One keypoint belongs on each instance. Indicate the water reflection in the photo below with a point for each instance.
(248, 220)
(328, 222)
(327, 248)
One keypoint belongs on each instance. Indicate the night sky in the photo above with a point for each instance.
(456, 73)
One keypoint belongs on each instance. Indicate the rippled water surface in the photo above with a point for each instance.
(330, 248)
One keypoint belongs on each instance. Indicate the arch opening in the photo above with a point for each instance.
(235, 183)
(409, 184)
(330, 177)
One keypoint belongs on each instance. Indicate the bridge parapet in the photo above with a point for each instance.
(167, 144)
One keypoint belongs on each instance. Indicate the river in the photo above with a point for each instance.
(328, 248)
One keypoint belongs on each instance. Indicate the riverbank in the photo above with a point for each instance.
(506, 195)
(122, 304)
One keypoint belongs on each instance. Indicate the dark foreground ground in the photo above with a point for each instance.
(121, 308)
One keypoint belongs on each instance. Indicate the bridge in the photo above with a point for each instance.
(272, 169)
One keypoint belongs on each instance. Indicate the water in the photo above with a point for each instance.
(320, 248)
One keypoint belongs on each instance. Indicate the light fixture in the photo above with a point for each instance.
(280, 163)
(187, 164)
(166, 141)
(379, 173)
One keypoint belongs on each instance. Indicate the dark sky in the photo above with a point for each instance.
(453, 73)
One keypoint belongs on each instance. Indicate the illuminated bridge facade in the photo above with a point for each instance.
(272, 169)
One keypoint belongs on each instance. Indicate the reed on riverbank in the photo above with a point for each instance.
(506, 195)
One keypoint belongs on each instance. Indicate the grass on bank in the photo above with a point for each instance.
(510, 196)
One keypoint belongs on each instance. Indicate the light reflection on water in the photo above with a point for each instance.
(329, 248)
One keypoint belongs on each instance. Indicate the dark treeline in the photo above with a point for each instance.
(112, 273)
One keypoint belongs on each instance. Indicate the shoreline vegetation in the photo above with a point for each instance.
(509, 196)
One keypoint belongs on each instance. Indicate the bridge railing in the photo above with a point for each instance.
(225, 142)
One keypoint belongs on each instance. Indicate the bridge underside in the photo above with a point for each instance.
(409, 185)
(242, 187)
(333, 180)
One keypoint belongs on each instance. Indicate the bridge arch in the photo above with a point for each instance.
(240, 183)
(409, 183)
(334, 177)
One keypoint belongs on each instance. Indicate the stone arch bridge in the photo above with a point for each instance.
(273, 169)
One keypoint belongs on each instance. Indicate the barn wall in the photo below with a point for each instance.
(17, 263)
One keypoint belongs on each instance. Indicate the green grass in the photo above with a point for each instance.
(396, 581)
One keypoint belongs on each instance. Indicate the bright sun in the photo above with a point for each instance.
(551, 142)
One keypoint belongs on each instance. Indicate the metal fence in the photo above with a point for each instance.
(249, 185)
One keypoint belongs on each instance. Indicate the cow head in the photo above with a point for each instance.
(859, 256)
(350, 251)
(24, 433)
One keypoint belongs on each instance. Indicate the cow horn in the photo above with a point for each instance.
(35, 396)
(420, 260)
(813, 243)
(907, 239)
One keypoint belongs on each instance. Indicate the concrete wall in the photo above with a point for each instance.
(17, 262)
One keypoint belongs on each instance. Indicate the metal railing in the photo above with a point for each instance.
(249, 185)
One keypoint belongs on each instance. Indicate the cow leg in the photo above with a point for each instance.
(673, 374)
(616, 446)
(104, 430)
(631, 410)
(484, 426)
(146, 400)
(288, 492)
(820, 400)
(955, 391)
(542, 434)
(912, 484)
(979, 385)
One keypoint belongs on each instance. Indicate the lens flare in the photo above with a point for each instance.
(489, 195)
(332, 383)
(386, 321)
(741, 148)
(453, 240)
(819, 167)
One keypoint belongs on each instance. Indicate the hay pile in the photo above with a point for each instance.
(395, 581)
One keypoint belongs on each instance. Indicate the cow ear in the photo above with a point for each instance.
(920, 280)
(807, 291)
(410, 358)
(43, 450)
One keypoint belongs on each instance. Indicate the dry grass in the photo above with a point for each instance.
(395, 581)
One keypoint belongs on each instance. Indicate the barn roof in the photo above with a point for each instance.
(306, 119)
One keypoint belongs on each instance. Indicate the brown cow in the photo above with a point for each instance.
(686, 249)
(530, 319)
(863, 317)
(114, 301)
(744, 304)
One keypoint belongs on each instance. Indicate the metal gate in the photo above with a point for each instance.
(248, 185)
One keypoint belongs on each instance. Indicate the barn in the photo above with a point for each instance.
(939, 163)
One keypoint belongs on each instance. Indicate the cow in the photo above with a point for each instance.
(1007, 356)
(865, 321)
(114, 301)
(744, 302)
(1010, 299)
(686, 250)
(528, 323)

* * * * * * *

• [What you will do]
Render all of the lines above as a JSON array of strings, one string per line, and omit any blank lines.

• [Output for this task]
[
  "One keypoint belongs on each instance. Indicate the water reflection in the photo below with a point for each instance.",
  "(248, 220)",
  "(328, 222)",
  "(327, 248)",
  "One keypoint belongs on each instance. Indicate the night sky in the photo above with a point for each instance.",
  "(456, 73)",
  "One keypoint belongs on each instance. Indicate the rippled water surface in the photo above with a point for each instance.",
  "(330, 248)",
  "One keypoint belongs on each instance. Indicate the arch opening in the photo above with a point for each instance.",
  "(235, 183)",
  "(409, 184)",
  "(330, 177)",
  "One keypoint belongs on each instance. Indicate the bridge parapet in the photo above with a point for each instance.",
  "(167, 144)",
  "One keypoint belongs on each instance. Indicate the river in the photo above with a point for each instance.",
  "(328, 248)",
  "One keypoint belongs on each instance. Indicate the riverbank in the photo above with a point for each instance.",
  "(506, 195)",
  "(122, 304)",
  "One keypoint belongs on each instance. Indicate the dark foreground ground in the photo above with a point for each instance.",
  "(121, 308)",
  "One keypoint belongs on each instance. Indicate the bridge in the photo above with a point for each instance.",
  "(272, 169)",
  "One keypoint belongs on each instance. Indicate the water in the photo above with a point for each instance.",
  "(320, 248)",
  "One keypoint belongs on each instance. Indicate the light fixture in the photo above with a point for each instance.",
  "(280, 163)",
  "(187, 164)",
  "(166, 141)",
  "(379, 173)",
  "One keypoint belongs on each instance. Indicate the dark sky in the photo above with a point for each instance.",
  "(453, 73)",
  "One keypoint belongs on each instance. Indicate the illuminated bridge facade in the photo above with a point for each instance.",
  "(272, 169)",
  "One keypoint belongs on each instance. Indicate the reed on riverbank in the photo above with a point for each instance.",
  "(506, 195)",
  "One keypoint belongs on each instance. Indicate the grass on bank in the photo above with a point for each instance.",
  "(510, 196)",
  "One keypoint belongs on each instance. Indicate the light reflection on water in the photo above with a point for each instance.",
  "(329, 248)",
  "One keypoint belongs on each instance. Indicate the dark treeline in the photo above with a point for each instance.",
  "(112, 273)",
  "One keypoint belongs on each instance. Indicate the shoreline vegetation in the photo above with a point for each instance.",
  "(509, 196)",
  "One keypoint belongs on each instance. Indicate the bridge railing in the photo above with a point for each instance.",
  "(225, 142)",
  "One keypoint belongs on each instance. Indicate the bridge underside in the photo above with a point for each instance.",
  "(409, 185)",
  "(242, 187)",
  "(333, 180)",
  "One keypoint belongs on each instance. Indicate the bridge arch in the photo above with a point for each instance.",
  "(240, 183)",
  "(409, 183)",
  "(334, 177)",
  "One keypoint belongs on each instance. Indicate the stone arch bridge in the photo above with a point for each instance.",
  "(273, 169)",
  "One keypoint belongs on each instance. Indicate the barn wall in the photo below with a point for each instance.",
  "(17, 263)",
  "One keypoint belongs on each instance. Indicate the green grass in the photo above with a point for each instance.",
  "(396, 581)",
  "One keypoint belongs on each instance. Indicate the bright sun in the photo above with a point for each instance.",
  "(551, 142)",
  "One keypoint belongs on each instance. Indicate the metal fence in the photo above with a point for each instance.",
  "(249, 185)",
  "One keypoint belongs on each instance. Indicate the cow head in the photo above with a point for each instance.",
  "(859, 256)",
  "(350, 251)",
  "(24, 433)",
  "One keypoint belongs on each instance. Indicate the cow horn in the photo above with a point for each instance.",
  "(35, 396)",
  "(420, 260)",
  "(813, 243)",
  "(907, 239)",
  "One keypoint belongs on each instance. Indicate the concrete wall in the photo above with a point for each instance.",
  "(17, 262)",
  "One keypoint belongs on each instance. Indicate the metal railing in the photo above with a point for each instance.",
  "(249, 185)",
  "One keypoint belongs on each instance. Indicate the cow leg in the photo above with a point for each instance.",
  "(673, 374)",
  "(616, 446)",
  "(104, 430)",
  "(631, 410)",
  "(484, 426)",
  "(146, 400)",
  "(288, 492)",
  "(820, 400)",
  "(955, 391)",
  "(542, 434)",
  "(912, 484)",
  "(979, 385)",
  "One keypoint belongs on each instance. Indicate the lens flare in the photo above with a point for each instance.",
  "(489, 195)",
  "(332, 383)",
  "(386, 321)",
  "(741, 148)",
  "(453, 240)",
  "(819, 167)",
  "One keypoint belongs on each instance. Indicate the hay pile in the photo above with a point for each instance.",
  "(395, 581)",
  "One keypoint belongs on each instance. Indicate the cow ear in the photo above with a point for each instance.",
  "(920, 280)",
  "(807, 291)",
  "(410, 358)",
  "(43, 450)",
  "One keypoint belongs on each instance. Indicate the dry grass in the photo above with a point for each instance.",
  "(395, 581)",
  "One keypoint belongs on each instance. Indicate the barn roof in the photo above with a point for each instance.",
  "(306, 119)",
  "One keypoint belongs on each instance. Indicate the brown cow in the photo above with a point for each instance.",
  "(686, 249)",
  "(530, 319)",
  "(863, 317)",
  "(114, 301)",
  "(744, 304)",
  "One keypoint belongs on each instance. Indicate the metal gate in the photo above with a point for each instance.",
  "(248, 185)",
  "One keypoint belongs on each instance. Indicate the barn in the photo above with a point for each instance.",
  "(939, 163)",
  "One keypoint belongs on each instance. Indicate the cow in the photo above with a point for each instance.",
  "(1007, 356)",
  "(865, 321)",
  "(114, 301)",
  "(744, 302)",
  "(1010, 299)",
  "(686, 250)",
  "(528, 323)"
]